(Point-per-instance localization data)
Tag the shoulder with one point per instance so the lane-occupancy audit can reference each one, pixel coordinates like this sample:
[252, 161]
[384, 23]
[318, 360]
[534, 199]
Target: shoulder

Task description:
All of the records above should be given again exactly as written.

Answer section:
Tag the shoulder with one point per instance so the lane-occupancy audit can reference each one, pixel coordinates like this sample:
[252, 161]
[384, 23]
[318, 360]
[534, 199]
Target: shoulder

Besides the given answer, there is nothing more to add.